• [WHAT YOU HAVE TO DO]:
Return every one of the following rows word for word, with no changes.

(Collection entries)
┌──

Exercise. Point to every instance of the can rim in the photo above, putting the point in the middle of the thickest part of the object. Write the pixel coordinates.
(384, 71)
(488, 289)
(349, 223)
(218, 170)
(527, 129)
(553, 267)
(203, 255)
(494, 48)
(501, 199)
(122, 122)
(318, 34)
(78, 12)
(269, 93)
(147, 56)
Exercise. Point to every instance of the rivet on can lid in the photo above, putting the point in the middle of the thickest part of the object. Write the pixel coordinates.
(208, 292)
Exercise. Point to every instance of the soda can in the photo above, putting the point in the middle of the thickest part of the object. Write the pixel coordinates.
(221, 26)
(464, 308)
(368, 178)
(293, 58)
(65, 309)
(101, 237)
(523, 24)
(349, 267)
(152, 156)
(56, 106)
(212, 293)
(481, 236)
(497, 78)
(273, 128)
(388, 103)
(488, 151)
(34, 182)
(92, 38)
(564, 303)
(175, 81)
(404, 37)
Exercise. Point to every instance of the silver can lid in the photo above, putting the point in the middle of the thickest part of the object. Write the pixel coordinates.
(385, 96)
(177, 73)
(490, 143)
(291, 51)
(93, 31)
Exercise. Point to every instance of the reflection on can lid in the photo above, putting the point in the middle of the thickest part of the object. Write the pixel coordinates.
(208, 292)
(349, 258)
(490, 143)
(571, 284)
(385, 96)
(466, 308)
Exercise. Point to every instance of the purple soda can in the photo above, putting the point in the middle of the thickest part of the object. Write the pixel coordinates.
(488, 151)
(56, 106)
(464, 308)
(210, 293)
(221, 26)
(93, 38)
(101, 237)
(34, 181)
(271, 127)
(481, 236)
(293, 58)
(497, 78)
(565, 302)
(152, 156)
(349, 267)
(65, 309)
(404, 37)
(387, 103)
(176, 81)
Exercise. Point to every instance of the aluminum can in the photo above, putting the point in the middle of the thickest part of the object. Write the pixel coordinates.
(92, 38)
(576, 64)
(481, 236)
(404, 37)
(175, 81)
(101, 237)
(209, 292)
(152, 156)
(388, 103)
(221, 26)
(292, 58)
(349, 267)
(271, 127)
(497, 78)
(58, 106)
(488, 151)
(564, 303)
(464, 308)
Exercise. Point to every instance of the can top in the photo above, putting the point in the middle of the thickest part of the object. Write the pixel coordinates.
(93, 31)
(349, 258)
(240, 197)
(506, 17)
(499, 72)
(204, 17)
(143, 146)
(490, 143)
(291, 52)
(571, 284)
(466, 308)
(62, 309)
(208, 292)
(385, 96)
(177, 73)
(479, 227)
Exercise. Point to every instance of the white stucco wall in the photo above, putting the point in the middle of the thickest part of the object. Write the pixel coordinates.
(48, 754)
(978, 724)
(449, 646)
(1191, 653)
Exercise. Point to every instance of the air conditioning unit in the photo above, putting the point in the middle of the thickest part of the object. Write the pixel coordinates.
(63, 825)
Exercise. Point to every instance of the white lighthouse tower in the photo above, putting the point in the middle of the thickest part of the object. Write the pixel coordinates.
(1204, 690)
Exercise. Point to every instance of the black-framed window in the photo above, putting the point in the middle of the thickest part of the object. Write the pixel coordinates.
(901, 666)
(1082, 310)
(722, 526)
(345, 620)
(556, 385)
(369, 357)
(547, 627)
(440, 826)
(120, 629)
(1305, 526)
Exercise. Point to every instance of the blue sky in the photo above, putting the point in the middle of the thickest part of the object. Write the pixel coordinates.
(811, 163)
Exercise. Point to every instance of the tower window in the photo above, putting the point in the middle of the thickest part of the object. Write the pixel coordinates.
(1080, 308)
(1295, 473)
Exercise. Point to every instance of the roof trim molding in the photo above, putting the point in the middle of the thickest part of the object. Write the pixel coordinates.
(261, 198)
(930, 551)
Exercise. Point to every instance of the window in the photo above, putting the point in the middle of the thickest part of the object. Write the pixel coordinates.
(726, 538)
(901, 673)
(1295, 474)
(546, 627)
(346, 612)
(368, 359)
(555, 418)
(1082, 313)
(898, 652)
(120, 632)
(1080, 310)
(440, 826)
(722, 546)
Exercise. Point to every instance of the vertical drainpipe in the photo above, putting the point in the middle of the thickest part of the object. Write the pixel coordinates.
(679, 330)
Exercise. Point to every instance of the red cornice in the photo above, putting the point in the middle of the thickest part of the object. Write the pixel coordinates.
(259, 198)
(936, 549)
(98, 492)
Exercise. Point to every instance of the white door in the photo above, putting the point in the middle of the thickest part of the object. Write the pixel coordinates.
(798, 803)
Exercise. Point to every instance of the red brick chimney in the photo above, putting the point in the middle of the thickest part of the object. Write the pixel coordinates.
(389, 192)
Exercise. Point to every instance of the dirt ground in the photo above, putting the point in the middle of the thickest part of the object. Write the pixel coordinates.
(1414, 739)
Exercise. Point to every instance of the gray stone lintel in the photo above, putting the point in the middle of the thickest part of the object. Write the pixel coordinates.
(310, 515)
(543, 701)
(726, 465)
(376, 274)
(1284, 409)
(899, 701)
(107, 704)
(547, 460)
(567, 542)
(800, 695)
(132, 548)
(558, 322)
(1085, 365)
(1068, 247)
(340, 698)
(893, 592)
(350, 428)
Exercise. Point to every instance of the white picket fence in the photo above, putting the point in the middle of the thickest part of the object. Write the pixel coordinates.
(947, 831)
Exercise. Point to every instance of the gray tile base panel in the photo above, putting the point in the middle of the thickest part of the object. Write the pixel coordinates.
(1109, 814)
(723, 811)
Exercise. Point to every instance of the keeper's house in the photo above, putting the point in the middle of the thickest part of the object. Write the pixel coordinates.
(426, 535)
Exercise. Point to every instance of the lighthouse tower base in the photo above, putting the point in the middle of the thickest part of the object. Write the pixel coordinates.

└──

• [THE COMPLETED TASK]:
Exercise. Point to every instance of the can rim in the photo above, putting the point in the middle of the thickest part of the object. Write the pixel coordinates.
(384, 71)
(488, 289)
(349, 223)
(218, 170)
(527, 129)
(553, 267)
(203, 255)
(494, 48)
(501, 199)
(122, 122)
(318, 34)
(78, 12)
(269, 93)
(147, 56)
Exercise. Point to every instance of the rivet on can lid in the photo above, putting the point in the middle of the thickest part of the object. Write the pixel coordinates.
(208, 292)
Exercise. Point to every instance of the soda can in the photo above, putting the point in the middle of the thickest part of the object. Write the pixel coordinates.
(221, 26)
(464, 308)
(368, 178)
(293, 58)
(65, 309)
(101, 237)
(523, 24)
(349, 267)
(152, 156)
(56, 106)
(212, 293)
(481, 236)
(497, 78)
(273, 128)
(388, 103)
(488, 151)
(34, 182)
(92, 38)
(564, 303)
(175, 81)
(404, 37)
Exercise. Point to every instance of the silver can lid in the photo above, putting the point in the middle of the thickest part of the object. Write the pixel coordinates.
(385, 96)
(177, 73)
(490, 143)
(291, 51)
(93, 31)
Exercise. Point to every instance of the reflection on can lid in the photo above, putting the point in the middle of the thickest part of the object. Write the pixel coordinates.
(208, 292)
(349, 258)
(490, 143)
(571, 284)
(385, 96)
(466, 308)
Exercise. Point to every instance of the purple soda can in the photo above, putting the point in the middle of the thickest part of the object. Write the pixel coordinates.
(488, 151)
(56, 106)
(464, 308)
(210, 293)
(221, 26)
(93, 38)
(101, 237)
(34, 181)
(271, 127)
(481, 236)
(293, 58)
(497, 78)
(565, 302)
(152, 156)
(349, 267)
(65, 309)
(404, 37)
(387, 103)
(176, 81)
Exercise. Point to every instance of the aluminum can in the photo above, putting the point in the middle of the thickest part of the object. Write the pixel coordinates.
(92, 38)
(576, 64)
(481, 236)
(404, 37)
(175, 81)
(101, 237)
(209, 292)
(152, 156)
(388, 103)
(221, 26)
(292, 58)
(349, 267)
(271, 127)
(497, 78)
(58, 106)
(488, 151)
(564, 303)
(464, 308)
Exercise. Point to every instance of the can top in the photo above, putting the point in the middle of the thickest part of the object. Write the pixel coordinates.
(93, 31)
(349, 258)
(240, 197)
(506, 17)
(499, 72)
(204, 17)
(143, 146)
(490, 143)
(291, 52)
(571, 284)
(466, 308)
(62, 309)
(208, 292)
(385, 96)
(177, 73)
(479, 227)
Exercise. Point to every instance of the white stucco wall in the photo above, putting the point in the middle of the thickest part of the object. Write the pixel coordinates.
(48, 754)
(978, 724)
(449, 646)
(1191, 653)
Exercise. Point to every instance of the air conditioning unit in the photo above, putting the point in the middle of the thickest part of the object. Write the pixel coordinates.
(63, 825)
Exercise. Point to every instance of the white lighthouse tower in the photo above, putting the point in the middle of the thickest part of the object. Write the pixel coordinates.
(1204, 690)
Exercise. Point to every instance of the black-framed window in the photo above, putting the point in the middle of the thickest part of the object. Write the pixel coordinates.
(901, 666)
(1082, 310)
(722, 526)
(345, 620)
(556, 385)
(369, 357)
(547, 627)
(440, 826)
(120, 629)
(1305, 526)
Exercise. Point to every instance of the blue sky in the photo above, putting the point in the middle of the thickest part of the object. Write the pixel coordinates.
(811, 163)
Exercise. Point to every instance of the tower window in the photo above, putting the point in the middle of the thickest part of the object. Write the pixel coordinates.
(1080, 308)
(1295, 473)
Exercise. Point to every instance of the roof trim molding in the photo above, putting the point in the middle of the thickest part of the object. Write the pixel coordinates.
(261, 198)
(930, 551)
Exercise. Point to every instance of the window in the photo above, putting the point in the middle of the thickest part of the object. Write the pixel coordinates.
(726, 538)
(901, 673)
(1295, 474)
(546, 627)
(346, 612)
(368, 359)
(555, 418)
(1082, 313)
(898, 652)
(120, 632)
(1080, 310)
(440, 826)
(722, 546)
Exercise. Point to every instance of the vertical drainpipe in the photo above, putting the point in the middle of the thickest part of the object. Write the pixel coordinates.
(679, 330)
Exercise. Point to every instance of the red cornice in the photo above, putting the point in the middle of the thickest part of the object. Write the pixel coordinates.
(259, 198)
(936, 549)
(98, 492)
Exercise. Point to every instance of the white door in the photo above, putting the point in the middle of the thickest part of the object. Write the pixel coordinates.
(798, 803)
Exercise. Point to every instance of the red brick chimney in the photo above, putting the point in the middle of the thickest part of the object. Write the pixel coordinates.
(389, 192)
Exercise. Point to every instance of the dirt ground in the photo above, putting the point in the middle of the thickest part of the object. Write the pixel coordinates.
(1414, 739)
Exercise. Point to every instance of the gray stone lintel in the photo above, putting the point in the middle of the thickest part of the object. Write the pixel coordinates.
(310, 515)
(543, 701)
(726, 465)
(376, 274)
(1284, 409)
(899, 701)
(107, 704)
(547, 460)
(567, 542)
(800, 695)
(132, 548)
(558, 322)
(1085, 365)
(1068, 247)
(340, 698)
(893, 592)
(350, 428)
Exercise. Point to every instance of the white picket fence in the photo above, putting the point in the middle of the thickest part of the object. Write the pixel coordinates.
(947, 831)
Exercise. Point to every instance of the gray tile base panel in the photo above, putting the point in the middle of the thickest part of the object. Write the pixel coordinates.
(1109, 814)
(723, 811)
Exercise. Point to every instance of the keeper's house in the photo above, putting the point in the middle of the thickest part of the object. Write the pixel coordinates.
(426, 535)
Exercise. Point to every instance of the lighthouse tower base in the photo above, putting the point in the middle of the thickest part of the object. Write the pixel coordinates.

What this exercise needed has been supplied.